● TASK GOAL:
Please extract the full passage on alternative investment sponsors and retail investors below, reproducing it word for word.

● SOURCE EXCERPT:
----------
The opportunity for alternative investment sponsors couldn’t be clearer. With most institutions (and many high-net-worth individuals) having long ago followed “the Yale model” and allocated a portion of their investments to alternatives, the mass affluent arguably represent the key growth segment for alts sponsors.

According to a recent RIA Intel article that cited data from Cerulli Associates, retail investors today account for half of the addressable market for alternative investments.[1] The same report indicated that fewer than half of advisors currently allocate client money to alternatives and, among those who do, the average allocation is less than 5% (versus 40% for HNW investors).

Plenty of room to grow.

Sponsors get it and, in most areas of their business, are aggressively adjusting to this increasingly important constituency. They’re creating products that are simpler and often more liquid than their institutionally geared precursors. And, in lieu of the “elephant hunting” approach of the past—when a couple of well-connected sales pros backed by a strong cap intro team at the bank could conjure a billion dollar hedge fund or private equity vehicle in a matter of weeks—they’re developing distribution models that are more marketing than sales, more scalable and more repeatable.
----------
● DATASET ENTRIES:
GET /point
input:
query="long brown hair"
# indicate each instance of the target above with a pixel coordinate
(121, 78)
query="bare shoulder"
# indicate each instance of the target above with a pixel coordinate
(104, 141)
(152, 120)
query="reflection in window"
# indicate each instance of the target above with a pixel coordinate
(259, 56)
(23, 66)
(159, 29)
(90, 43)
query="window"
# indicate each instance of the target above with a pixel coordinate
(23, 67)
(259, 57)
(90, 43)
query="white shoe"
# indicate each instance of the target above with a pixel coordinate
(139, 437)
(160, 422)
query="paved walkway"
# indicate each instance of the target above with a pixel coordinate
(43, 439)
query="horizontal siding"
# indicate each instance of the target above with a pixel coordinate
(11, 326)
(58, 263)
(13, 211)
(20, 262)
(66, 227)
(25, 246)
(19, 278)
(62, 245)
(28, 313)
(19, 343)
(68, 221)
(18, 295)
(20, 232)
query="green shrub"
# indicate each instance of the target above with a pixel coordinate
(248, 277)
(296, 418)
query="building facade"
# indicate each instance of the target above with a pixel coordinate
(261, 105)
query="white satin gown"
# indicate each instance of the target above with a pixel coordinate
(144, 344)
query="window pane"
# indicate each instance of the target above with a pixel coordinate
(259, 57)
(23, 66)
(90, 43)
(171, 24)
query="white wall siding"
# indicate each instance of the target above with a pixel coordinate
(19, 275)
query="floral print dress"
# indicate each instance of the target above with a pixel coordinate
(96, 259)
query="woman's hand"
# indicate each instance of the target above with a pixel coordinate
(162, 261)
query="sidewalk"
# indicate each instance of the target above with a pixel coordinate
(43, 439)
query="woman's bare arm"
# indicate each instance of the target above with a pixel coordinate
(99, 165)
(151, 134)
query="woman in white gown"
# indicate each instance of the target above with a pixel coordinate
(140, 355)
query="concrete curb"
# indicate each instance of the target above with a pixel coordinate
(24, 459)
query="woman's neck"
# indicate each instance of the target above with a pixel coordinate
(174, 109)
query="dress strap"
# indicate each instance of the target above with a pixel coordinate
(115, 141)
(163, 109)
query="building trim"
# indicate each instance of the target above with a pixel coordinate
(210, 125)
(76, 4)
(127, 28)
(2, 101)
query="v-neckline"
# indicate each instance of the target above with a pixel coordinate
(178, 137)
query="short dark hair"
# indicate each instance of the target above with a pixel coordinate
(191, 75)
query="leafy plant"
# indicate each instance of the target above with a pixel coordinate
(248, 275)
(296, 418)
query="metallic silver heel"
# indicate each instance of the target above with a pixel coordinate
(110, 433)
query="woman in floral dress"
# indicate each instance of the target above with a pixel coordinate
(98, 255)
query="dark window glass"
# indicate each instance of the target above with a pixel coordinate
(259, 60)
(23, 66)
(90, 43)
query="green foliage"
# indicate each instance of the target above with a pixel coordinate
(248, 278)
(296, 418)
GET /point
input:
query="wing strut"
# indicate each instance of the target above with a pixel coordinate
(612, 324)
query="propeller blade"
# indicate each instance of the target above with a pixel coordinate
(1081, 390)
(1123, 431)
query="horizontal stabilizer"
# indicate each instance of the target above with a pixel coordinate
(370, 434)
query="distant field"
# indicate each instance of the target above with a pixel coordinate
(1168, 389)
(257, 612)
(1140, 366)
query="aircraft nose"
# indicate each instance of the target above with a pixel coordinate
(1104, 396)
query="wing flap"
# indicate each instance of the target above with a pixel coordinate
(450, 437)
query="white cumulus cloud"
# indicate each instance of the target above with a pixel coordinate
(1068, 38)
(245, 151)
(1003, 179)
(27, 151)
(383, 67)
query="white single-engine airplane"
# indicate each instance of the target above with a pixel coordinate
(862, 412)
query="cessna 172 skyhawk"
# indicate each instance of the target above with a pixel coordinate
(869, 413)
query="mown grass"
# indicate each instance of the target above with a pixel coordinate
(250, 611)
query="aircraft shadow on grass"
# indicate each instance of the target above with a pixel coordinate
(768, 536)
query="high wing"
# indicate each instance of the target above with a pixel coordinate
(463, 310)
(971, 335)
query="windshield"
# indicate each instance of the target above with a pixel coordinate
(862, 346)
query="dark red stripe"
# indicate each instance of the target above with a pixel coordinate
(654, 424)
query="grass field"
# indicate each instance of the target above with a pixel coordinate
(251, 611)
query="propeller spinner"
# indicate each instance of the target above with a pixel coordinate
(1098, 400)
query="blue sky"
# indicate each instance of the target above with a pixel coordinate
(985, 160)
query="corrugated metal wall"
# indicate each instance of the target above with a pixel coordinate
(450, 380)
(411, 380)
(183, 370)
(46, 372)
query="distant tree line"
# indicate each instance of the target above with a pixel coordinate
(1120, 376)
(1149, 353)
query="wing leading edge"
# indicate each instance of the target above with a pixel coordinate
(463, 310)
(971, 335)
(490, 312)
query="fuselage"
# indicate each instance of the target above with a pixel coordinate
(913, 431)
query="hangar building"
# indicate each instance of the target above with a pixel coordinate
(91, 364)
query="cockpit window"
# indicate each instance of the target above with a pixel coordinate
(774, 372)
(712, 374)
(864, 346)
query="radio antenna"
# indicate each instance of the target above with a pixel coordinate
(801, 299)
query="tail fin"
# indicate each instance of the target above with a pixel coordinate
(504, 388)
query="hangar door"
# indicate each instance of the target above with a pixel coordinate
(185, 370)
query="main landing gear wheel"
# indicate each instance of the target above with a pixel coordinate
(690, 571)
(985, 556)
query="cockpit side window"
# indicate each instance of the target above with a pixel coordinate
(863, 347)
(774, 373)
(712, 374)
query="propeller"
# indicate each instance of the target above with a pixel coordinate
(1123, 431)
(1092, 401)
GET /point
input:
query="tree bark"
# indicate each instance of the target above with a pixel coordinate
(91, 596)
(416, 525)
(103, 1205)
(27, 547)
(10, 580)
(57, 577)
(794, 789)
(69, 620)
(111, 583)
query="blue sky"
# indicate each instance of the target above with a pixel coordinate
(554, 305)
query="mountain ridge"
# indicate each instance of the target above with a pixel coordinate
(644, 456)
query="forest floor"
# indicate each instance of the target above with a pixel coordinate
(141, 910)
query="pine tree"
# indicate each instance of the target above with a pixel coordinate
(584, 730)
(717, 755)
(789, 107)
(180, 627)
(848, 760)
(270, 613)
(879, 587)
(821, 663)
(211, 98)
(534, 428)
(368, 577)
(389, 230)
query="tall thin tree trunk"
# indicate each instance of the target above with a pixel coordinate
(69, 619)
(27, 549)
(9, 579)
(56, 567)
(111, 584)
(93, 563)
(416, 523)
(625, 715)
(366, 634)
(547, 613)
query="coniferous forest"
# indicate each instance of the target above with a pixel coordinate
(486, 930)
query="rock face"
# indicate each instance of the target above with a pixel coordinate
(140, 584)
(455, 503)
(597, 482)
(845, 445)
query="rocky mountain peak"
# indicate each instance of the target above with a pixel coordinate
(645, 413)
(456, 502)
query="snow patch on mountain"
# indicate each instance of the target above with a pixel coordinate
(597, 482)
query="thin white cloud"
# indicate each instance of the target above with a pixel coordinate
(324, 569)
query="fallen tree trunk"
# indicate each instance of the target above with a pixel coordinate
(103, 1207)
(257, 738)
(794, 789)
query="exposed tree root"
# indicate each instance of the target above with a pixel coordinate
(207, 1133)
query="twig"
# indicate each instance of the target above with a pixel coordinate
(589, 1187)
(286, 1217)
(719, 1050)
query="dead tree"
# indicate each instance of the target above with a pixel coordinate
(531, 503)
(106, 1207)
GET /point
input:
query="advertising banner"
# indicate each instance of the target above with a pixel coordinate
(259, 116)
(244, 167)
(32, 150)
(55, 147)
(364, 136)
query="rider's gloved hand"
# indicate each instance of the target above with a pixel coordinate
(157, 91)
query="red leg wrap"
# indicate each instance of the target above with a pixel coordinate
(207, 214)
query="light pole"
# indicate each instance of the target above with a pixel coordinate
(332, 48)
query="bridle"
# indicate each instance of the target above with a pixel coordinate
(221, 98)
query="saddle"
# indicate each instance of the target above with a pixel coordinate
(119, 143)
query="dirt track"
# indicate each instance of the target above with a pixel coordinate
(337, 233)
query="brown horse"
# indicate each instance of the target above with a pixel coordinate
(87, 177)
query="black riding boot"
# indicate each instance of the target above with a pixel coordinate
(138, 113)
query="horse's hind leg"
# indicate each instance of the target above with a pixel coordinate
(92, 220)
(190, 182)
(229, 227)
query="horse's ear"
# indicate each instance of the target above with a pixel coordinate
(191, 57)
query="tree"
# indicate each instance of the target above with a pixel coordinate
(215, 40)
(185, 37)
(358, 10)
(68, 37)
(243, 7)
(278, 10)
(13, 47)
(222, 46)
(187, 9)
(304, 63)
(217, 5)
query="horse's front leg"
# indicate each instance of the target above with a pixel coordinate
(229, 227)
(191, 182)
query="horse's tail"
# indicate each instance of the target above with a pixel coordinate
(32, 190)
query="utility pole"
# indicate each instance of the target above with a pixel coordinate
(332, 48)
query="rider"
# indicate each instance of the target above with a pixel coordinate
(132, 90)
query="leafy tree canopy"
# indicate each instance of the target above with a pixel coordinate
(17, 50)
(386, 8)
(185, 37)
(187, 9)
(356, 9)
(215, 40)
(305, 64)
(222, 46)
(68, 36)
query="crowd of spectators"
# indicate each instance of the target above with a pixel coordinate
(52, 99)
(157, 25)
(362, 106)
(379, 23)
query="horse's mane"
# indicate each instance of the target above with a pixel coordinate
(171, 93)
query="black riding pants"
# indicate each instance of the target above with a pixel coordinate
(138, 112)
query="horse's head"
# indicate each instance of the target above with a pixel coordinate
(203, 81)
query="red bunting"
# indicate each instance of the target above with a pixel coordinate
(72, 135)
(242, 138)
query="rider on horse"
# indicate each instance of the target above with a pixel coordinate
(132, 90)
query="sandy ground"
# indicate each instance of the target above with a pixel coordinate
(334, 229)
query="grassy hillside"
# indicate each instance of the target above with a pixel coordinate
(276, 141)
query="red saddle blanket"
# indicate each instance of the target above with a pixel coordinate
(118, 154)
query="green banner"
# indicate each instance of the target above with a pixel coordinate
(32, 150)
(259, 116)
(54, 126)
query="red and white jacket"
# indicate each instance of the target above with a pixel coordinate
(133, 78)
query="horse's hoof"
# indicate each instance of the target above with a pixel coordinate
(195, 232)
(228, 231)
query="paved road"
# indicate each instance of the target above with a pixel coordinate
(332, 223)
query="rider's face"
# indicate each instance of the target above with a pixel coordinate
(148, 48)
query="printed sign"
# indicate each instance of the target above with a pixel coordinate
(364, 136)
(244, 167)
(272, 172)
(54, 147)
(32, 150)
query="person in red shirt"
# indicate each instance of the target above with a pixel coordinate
----------
● OUTPUT BELOW:
The opportunity for alternative investment sponsors couldn’t be clearer. With most institutions (and many high-net-worth individuals) having long ago followed “the Yale model” and allocated a portion of their investments to alternatives, the mass affluent arguably represent the key growth segment for alts sponsors.

According to a recent RIA Intel article that cited data from Cerulli Associates, retail investors today account for half of the addressable market for alternative investments.[1] The same report indicated that fewer than half of advisors currently allocate client money to alternatives and, among those who do, the average allocation is less than 5% (versus 40% for HNW investors).

Plenty of room to grow.

Sponsors get it and, in most areas of their business, are aggressively adjusting to this increasingly important constituency. They’re creating products that are simpler and often more liquid than their institutionally geared precursors. And, in lieu of the “elephant hunting” approach of the past—when a couple of well-connected sales pros backed by a strong cap intro team at the bank could conjure a billion dollar hedge fund or private equity vehicle in a matter of weeks—they’re developing distribution models that are more marketing than sales, more scalable and more repeatable.